• **Directions**: Output the data below exactly.

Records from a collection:
━━━━━━━━━━━━━━━━━━━━━━━━━━━━━━
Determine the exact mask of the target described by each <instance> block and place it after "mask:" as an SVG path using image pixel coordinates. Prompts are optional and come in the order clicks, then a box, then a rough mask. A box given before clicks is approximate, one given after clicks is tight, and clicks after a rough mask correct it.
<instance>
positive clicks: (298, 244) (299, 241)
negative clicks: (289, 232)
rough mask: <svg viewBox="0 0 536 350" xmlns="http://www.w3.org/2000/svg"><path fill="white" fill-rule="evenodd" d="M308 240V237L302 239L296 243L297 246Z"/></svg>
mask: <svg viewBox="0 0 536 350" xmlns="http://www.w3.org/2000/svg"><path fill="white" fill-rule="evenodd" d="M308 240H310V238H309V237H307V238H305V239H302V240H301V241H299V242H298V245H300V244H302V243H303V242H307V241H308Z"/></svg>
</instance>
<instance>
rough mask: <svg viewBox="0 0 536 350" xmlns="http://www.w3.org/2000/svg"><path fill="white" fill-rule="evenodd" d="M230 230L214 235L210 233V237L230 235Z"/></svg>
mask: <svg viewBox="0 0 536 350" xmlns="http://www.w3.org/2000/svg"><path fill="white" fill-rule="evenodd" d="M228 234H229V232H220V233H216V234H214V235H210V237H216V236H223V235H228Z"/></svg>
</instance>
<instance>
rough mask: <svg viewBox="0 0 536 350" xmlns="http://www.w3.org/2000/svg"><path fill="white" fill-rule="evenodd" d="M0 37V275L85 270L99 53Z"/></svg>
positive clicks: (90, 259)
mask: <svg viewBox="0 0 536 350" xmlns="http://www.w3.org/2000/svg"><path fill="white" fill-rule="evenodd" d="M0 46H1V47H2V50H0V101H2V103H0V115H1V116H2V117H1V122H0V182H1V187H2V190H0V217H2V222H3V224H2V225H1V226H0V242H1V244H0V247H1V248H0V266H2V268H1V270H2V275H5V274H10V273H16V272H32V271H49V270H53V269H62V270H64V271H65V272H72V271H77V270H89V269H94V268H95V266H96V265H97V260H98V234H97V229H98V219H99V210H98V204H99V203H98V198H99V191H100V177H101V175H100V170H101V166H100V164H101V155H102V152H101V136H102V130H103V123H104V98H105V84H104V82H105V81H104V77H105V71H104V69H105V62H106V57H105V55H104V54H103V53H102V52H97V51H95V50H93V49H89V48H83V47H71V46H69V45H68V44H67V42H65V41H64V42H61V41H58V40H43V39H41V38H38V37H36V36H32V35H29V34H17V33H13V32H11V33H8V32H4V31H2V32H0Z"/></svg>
━━━━━━━━━━━━━━━━━━━━━━━━━━━━━━
• **Task solution**:
Determine the exact mask of the target described by each <instance> block and place it after "mask:" as an SVG path using image pixel coordinates. Prompts are optional and come in the order clicks, then a box, then a rough mask. A box given before clicks is approximate, one given after clicks is tight, and clicks after a rough mask correct it.
<instance>
positive clicks: (298, 244) (299, 241)
negative clicks: (289, 232)
rough mask: <svg viewBox="0 0 536 350" xmlns="http://www.w3.org/2000/svg"><path fill="white" fill-rule="evenodd" d="M308 240V237L302 239L296 243L297 246Z"/></svg>
mask: <svg viewBox="0 0 536 350" xmlns="http://www.w3.org/2000/svg"><path fill="white" fill-rule="evenodd" d="M308 240H310V238H309V237H307V238H305V239H302V240H301V241H299V242H298V245H300V244H302V243H303V242H307V241H308Z"/></svg>
</instance>
<instance>
rough mask: <svg viewBox="0 0 536 350" xmlns="http://www.w3.org/2000/svg"><path fill="white" fill-rule="evenodd" d="M230 230L214 235L210 233V237L230 235Z"/></svg>
mask: <svg viewBox="0 0 536 350" xmlns="http://www.w3.org/2000/svg"><path fill="white" fill-rule="evenodd" d="M228 234H229V232H220V233H216V234H214V235H210V237H216V236H223V235H228Z"/></svg>
</instance>
<instance>
rough mask: <svg viewBox="0 0 536 350" xmlns="http://www.w3.org/2000/svg"><path fill="white" fill-rule="evenodd" d="M0 37V275L85 270L99 53Z"/></svg>
positive clicks: (90, 259)
mask: <svg viewBox="0 0 536 350" xmlns="http://www.w3.org/2000/svg"><path fill="white" fill-rule="evenodd" d="M0 46H1V47H2V50H0V101H2V103H0V115H1V116H2V117H1V122H0V182H1V187H2V190H0V217H2V222H3V224H2V225H1V226H0V242H1V244H0V247H1V248H0V266H2V268H1V270H2V275H5V274H10V273H16V272H32V271H49V270H53V269H62V270H64V271H65V272H72V271H77V270H89V269H94V268H95V266H96V265H97V260H98V234H97V229H98V219H99V210H98V204H99V203H98V198H99V191H100V177H101V175H100V170H101V166H100V164H101V155H102V152H101V136H102V130H103V123H104V98H105V84H104V82H105V81H104V77H105V71H104V69H105V62H106V57H105V55H104V54H103V53H102V52H97V51H95V50H93V49H89V48H83V47H71V46H69V45H68V44H67V42H65V41H64V42H61V41H58V40H43V39H41V38H38V37H36V36H32V35H29V34H17V33H13V32H11V33H8V32H4V31H2V32H0Z"/></svg>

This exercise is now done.